> _AIM_: Write out every line of the data below word for word, from the first line to the last, without adding or leaving out anything.

> _DATA FOR PROCESSING_:
___
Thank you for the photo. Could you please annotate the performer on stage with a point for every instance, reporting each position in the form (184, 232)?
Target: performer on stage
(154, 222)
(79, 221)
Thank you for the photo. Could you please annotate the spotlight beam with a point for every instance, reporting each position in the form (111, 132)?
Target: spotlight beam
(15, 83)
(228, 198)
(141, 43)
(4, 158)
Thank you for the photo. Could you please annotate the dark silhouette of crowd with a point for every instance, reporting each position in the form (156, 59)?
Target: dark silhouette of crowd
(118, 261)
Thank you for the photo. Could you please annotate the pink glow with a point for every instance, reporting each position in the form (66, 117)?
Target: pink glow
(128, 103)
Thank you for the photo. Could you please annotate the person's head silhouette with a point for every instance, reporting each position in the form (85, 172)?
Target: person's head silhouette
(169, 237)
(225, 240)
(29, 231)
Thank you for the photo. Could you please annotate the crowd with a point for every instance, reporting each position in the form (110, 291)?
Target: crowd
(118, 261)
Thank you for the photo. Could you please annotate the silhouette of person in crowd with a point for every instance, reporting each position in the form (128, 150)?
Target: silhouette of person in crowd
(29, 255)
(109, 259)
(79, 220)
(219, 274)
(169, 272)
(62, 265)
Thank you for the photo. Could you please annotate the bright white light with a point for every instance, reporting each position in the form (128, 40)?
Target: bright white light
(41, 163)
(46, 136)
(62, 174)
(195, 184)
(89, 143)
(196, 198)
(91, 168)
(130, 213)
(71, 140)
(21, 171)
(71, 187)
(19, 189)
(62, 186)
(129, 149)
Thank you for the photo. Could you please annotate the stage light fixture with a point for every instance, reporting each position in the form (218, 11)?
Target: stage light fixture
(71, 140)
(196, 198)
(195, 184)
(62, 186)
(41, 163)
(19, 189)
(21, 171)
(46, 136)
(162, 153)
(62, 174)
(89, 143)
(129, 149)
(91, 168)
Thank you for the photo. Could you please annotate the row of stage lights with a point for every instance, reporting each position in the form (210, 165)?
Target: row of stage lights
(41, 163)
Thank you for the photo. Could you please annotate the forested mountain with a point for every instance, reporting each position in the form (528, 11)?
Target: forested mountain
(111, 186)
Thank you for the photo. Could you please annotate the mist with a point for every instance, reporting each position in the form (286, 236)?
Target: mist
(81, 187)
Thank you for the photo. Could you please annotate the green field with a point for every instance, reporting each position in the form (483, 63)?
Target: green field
___
> _ANSWER_:
Thank you for the photo. Could you please annotate the performer on stage with a point for every instance, reporting each position in the form (184, 232)?
Target: performer on stage
(154, 222)
(79, 221)
Thank you for the photo. Could you please annotate the spotlight beam with a point for every instance, reporting each position in the form (111, 132)?
Target: spotlight beam
(15, 83)
(228, 198)
(141, 43)
(4, 158)
Thank you for the photo. Could you please annotate the dark silhouette of crowd with a point for every instance, reporting each position in the form (156, 59)?
Target: dark silhouette of crowd
(118, 261)
Thank you for the photo. Could you please annotate the pink glow with a point for every instance, reporting each position in the form (66, 117)?
Target: pink glow
(128, 103)
Thank you for the photo. Could you please annotate the person's head silhouette with a point for every instance, reporting each position in the form (85, 172)?
Target: person's head silhouette
(169, 237)
(225, 240)
(29, 231)
Thank you for the photo. Could you please annotate the crowd with a point for every instance, reporting each position in the form (110, 291)?
Target: crowd
(118, 261)
Thank you for the photo. Could you please annotate the silhouette of person in crowd with a point for every instance, reporting each position in the form (128, 150)?
Target: silhouette of person in crowd
(29, 255)
(109, 259)
(79, 220)
(219, 274)
(169, 272)
(62, 265)
Thank you for the photo. Could you please annotate the bright white light with a point for every instance, reporting each position in the form (128, 40)?
Target: bright white light
(41, 163)
(46, 136)
(62, 174)
(195, 184)
(89, 143)
(196, 198)
(91, 168)
(130, 213)
(71, 140)
(21, 171)
(71, 187)
(19, 189)
(62, 186)
(129, 149)
Thank you for the photo. Could you please annotate the stage light fixture with a point for every instance, reporting each position in the form (218, 11)?
Target: stage light fixture
(71, 140)
(196, 198)
(195, 184)
(62, 186)
(41, 163)
(19, 189)
(21, 171)
(46, 136)
(162, 153)
(62, 174)
(89, 143)
(129, 149)
(91, 168)
Thank you for the photo. Could you please annotate the row of stage lights with a point for every instance, reporting each position in the form (210, 165)?
Target: row of stage lights
(41, 163)
Thank you for the photo. Could you please annotate the forested mountain with a point for every instance, reporting each position in the form (528, 11)?
Target: forested mountain
(111, 186)
Thank you for the photo. Could you please annotate the mist with a point for every instance, reporting each position in the form (286, 236)?
Target: mist
(81, 187)
Thank you for the photo. Could you please annotate the green field with a point for every instance, reporting each position in the form (483, 63)?
Target: green field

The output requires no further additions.